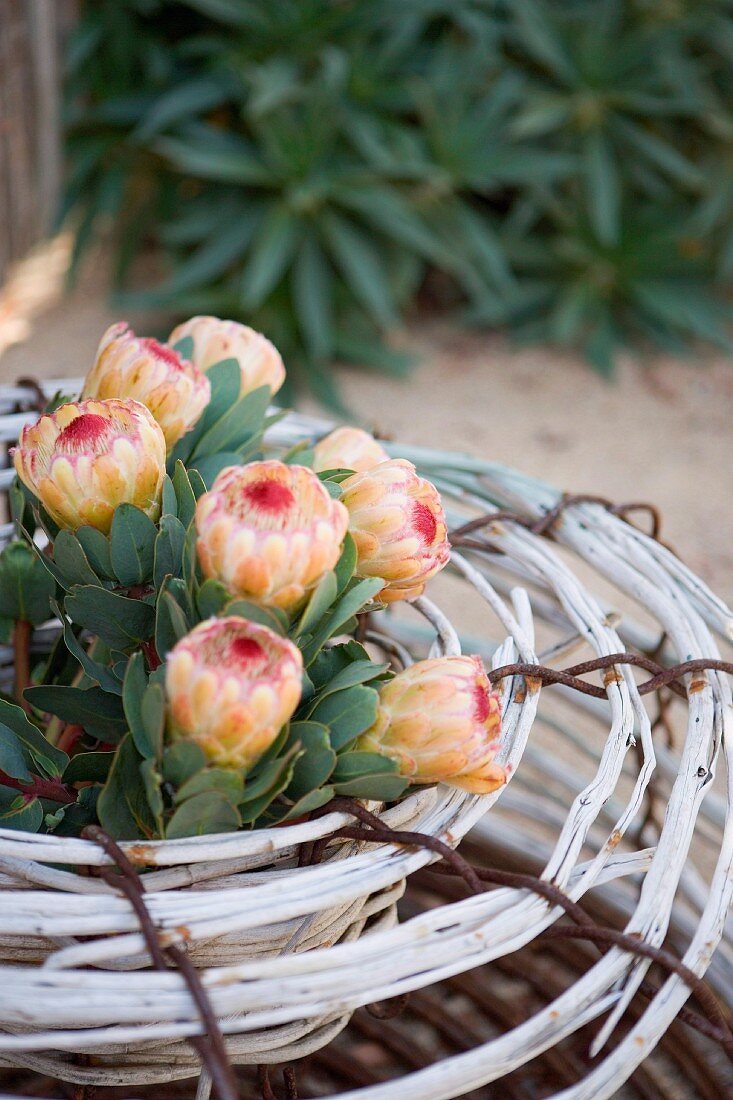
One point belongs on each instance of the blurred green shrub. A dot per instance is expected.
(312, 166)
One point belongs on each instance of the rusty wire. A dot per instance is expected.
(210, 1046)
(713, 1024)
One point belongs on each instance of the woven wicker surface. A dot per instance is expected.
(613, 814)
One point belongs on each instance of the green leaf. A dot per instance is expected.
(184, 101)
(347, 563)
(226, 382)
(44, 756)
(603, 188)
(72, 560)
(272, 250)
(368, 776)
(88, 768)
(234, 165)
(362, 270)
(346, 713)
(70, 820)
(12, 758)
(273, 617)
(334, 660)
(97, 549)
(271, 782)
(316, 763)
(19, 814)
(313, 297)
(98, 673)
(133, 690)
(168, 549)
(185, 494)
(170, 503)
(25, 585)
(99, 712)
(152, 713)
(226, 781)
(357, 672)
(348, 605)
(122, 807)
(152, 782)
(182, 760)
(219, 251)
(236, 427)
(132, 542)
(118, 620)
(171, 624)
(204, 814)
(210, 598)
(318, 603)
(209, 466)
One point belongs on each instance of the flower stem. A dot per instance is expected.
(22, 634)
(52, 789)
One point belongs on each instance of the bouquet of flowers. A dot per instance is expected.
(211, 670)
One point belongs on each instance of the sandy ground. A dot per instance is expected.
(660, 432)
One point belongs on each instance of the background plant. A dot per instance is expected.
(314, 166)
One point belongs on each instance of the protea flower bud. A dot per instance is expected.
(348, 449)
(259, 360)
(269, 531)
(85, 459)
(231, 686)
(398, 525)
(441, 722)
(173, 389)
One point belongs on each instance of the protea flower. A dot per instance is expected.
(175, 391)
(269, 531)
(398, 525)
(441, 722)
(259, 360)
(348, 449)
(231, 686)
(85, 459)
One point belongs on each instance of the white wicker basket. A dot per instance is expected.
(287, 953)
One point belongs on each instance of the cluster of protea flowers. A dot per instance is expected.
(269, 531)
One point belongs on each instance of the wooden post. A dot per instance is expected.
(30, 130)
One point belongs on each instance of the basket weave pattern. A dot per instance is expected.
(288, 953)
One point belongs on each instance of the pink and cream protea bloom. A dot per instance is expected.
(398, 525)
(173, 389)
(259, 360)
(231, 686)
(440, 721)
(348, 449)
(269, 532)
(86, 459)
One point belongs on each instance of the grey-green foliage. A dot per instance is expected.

·····

=== INSTRUCTION ===
Please arrange everything in the listing from the line containing "One point belongs on each instance of the white" down through the end of the listing as a Markdown table with the columns Row and Line, giving each line a row number and leaving out blank lines.

=== WRITTEN ANSWER ===
| Row | Line |
|---|---|
| 1 | One point belongs on each instance of the white wicker basket. A dot per instance is expected. |
| 2 | (287, 953) |
| 3 | One point belongs on each instance of the cluster of protea flowers. A dot per instance is expected. |
| 4 | (269, 531) |
| 5 | One point belongs on each instance of the wooden post. A dot per instance is expected. |
| 6 | (30, 130) |
| 7 | One point belongs on each instance of the basket weave pattern. A dot per instance is expected. |
| 8 | (288, 953) |
| 9 | One point belongs on each instance of the pink and cream protea bloom. A dot per instance is expected. |
| 10 | (398, 525) |
| 11 | (173, 389) |
| 12 | (259, 360) |
| 13 | (231, 686) |
| 14 | (440, 721) |
| 15 | (348, 449) |
| 16 | (269, 532) |
| 17 | (86, 459) |
| 18 | One point belongs on each instance of the grey-green foliage. A dot per instance is expected. |